PASSAGE:
In the article “The IT Audit That Boosts Innovation”, the authors discuss the problems that currently exist between the two departments in many companies, offer solutions to bridge the gap between the two departments, and identify key points that CEOs and IT departments can improve and build their business around. This paper will analyze the article’s points and provide examples of how the article’s ideals can be applied to the accounting profession.
In today's business environment, R&D and IT departments often lack high levels of collaboration. This is largely due to the belief that IT's computerized and standardized objectives will limit the creative components necessary to foster innovation during the R&D process. However, businesses that continue to hold this philosophy are likely to lose future market share to businesses that expand the use of IT in their R&D departments, leading to an increase in the speed and quality of innovation.

DATASET ENTRIES:
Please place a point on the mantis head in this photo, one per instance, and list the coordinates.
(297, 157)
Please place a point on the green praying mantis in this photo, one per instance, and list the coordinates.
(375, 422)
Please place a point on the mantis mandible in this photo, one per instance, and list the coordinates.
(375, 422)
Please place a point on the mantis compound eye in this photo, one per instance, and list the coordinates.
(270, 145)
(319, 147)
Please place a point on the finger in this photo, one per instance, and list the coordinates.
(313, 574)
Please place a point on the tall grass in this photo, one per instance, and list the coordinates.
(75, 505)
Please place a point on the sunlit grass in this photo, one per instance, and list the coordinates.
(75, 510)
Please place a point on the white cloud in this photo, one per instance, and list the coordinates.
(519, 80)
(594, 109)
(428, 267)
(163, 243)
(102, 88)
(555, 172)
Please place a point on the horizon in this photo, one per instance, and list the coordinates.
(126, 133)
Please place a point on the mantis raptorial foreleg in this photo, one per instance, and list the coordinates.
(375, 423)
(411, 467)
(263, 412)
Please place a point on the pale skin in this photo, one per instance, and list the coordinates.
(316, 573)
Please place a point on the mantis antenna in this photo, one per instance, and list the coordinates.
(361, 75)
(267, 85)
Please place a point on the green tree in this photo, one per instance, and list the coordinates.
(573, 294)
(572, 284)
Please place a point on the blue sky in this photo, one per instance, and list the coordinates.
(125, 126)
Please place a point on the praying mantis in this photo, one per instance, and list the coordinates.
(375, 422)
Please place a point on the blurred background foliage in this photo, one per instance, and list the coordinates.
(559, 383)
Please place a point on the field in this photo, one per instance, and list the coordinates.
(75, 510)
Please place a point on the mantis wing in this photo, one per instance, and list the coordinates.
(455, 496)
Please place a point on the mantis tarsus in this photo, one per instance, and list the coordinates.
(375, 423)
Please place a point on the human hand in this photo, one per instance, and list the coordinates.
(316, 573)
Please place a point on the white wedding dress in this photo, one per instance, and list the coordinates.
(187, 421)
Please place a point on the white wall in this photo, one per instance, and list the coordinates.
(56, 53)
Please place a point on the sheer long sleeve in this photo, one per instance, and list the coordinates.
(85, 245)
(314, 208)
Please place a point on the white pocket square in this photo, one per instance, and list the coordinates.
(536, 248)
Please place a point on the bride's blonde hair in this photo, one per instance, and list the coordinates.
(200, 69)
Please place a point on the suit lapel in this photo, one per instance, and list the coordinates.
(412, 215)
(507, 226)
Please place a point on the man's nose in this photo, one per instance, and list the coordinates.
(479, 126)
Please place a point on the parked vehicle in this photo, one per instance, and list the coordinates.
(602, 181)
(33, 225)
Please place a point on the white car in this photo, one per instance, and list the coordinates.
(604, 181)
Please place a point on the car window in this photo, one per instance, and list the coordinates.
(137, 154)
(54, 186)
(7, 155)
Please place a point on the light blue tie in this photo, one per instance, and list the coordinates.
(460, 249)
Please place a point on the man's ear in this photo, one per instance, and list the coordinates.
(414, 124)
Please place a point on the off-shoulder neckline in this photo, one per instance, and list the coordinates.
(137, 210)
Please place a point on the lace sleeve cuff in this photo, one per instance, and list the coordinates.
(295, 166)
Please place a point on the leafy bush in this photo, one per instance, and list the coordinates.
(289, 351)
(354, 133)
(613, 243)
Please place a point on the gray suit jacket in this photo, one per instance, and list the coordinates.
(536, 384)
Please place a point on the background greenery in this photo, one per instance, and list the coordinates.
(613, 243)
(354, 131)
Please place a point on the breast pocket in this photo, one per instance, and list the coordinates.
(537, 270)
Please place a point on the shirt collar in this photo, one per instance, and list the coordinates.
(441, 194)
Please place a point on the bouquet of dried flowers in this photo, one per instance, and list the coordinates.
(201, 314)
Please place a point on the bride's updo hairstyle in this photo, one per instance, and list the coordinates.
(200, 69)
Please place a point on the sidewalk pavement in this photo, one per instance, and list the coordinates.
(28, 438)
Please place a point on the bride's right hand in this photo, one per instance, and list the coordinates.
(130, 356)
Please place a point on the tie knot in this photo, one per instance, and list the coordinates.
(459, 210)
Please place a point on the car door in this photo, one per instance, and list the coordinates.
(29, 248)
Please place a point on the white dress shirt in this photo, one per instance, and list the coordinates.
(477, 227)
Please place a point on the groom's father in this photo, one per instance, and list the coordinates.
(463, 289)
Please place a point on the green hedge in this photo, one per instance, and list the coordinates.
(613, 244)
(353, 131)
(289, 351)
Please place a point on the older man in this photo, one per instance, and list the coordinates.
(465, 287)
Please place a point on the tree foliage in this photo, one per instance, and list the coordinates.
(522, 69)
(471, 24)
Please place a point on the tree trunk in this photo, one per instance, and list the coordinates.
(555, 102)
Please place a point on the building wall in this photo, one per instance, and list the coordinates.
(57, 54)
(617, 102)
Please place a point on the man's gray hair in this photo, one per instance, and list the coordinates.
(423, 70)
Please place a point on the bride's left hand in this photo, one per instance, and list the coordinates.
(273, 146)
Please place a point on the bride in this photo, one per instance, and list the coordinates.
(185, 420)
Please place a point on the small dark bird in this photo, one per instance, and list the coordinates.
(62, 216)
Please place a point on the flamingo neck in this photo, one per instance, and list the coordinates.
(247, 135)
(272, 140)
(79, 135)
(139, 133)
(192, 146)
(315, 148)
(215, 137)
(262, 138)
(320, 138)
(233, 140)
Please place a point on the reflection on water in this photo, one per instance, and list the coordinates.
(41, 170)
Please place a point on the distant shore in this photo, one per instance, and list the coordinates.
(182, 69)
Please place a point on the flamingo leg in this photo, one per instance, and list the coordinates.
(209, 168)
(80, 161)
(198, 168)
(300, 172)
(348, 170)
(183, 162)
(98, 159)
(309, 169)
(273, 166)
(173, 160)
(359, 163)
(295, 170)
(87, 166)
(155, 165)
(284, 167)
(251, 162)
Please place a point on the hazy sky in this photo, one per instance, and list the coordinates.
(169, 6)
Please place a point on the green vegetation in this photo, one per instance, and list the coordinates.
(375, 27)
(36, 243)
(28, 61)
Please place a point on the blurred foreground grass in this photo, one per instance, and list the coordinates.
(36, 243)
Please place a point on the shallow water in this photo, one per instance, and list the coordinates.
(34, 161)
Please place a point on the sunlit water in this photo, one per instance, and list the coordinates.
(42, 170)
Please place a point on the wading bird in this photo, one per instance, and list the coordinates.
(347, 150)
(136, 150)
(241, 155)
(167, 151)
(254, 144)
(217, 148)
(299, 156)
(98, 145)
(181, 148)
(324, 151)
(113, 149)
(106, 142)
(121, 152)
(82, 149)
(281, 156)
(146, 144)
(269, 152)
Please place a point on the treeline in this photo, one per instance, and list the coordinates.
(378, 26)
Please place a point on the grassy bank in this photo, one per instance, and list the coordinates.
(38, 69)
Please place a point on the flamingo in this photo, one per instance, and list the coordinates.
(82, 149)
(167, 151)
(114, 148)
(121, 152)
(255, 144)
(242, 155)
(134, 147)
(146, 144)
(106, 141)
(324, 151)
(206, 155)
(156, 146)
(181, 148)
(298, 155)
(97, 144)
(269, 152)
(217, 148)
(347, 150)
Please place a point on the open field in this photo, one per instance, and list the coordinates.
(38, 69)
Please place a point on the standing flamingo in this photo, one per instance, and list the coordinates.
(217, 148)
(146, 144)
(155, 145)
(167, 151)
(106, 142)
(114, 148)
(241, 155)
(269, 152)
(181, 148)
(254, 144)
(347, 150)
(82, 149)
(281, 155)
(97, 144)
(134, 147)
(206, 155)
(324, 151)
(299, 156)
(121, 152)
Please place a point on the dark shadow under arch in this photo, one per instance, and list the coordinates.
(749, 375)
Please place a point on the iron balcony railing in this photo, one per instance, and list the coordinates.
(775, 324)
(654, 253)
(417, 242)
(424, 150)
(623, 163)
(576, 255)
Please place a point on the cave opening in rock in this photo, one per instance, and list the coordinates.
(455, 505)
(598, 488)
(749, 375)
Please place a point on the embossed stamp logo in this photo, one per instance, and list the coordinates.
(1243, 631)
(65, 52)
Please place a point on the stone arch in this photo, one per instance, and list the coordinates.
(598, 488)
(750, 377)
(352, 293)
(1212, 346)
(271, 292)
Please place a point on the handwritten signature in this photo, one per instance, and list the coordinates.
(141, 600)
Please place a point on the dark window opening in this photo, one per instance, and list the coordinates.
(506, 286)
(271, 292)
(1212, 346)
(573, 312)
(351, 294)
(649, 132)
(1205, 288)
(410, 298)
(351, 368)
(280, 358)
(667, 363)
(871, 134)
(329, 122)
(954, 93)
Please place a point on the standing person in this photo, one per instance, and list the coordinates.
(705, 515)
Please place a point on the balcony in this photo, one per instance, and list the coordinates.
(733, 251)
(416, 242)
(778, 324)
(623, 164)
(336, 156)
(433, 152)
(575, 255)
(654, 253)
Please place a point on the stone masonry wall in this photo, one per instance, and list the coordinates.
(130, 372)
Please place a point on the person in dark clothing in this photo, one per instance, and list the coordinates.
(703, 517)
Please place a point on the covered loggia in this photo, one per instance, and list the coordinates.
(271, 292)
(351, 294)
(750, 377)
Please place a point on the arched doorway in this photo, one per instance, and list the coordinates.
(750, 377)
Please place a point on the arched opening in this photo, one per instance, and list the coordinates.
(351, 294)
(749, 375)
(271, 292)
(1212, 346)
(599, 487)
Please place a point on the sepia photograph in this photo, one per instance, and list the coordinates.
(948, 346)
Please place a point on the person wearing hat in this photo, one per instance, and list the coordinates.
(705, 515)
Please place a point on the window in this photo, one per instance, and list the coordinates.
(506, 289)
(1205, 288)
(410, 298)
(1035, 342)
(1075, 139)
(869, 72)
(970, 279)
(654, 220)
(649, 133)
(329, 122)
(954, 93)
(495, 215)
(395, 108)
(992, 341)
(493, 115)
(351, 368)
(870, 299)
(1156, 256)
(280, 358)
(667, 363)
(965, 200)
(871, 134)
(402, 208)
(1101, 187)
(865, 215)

TASKS:
1. According to the passage on IT and R&D collaboration, what belief keeps R&D and IT departments from working closely together?
2. Rewrite the part of the passage on IT and R&D collaboration that begins at the words "In the article" and stops after "the accounting profession.", renaming "CEOs" to "executives".
3. Carry the passage on IT and R&D collaboration on from its last sentence.
The rows that come after the passage on IT and R&D collaboration are separate material.

THE REPLIES:
1. Many believe that IT's computerized and standardized objectives will limit the creative components needed to foster innovation during the R&D process.

2.
In the article “The IT Audit That Boosts Innovation”, the authors discuss the problems that currently exist between the two departments in many companies, offer solutions to bridge the gap between the two departments, and identify key points that executives and IT departments can improve and build their business around. This paper will analyze the article’s points and provide examples of how the article’s ideals can be applied to the accounting profession.

3.
The cause of slow IT implementation within R&D is rooted in the belief that creativity cannot or should not be organized into a cold, hard business process. Developers of products are often uneasy about following a structured system for an activity that has historically been free-flowing, idea driven, and human in nature. The belief that technology cannot or should not perform a “human” task is not a new one, and people will maintain distaste for change in other areas long after IT has been heavily implemented in R&D departments around the world. According to Marianne Bradford, author of Modern ERP, “Without change, performance would never improve. Successful companies have a culture that keeps moving and changing proactively” (Modern ERP pg 89). Companies cannot afford to resist change because there will be other companies that embrace it and thrive.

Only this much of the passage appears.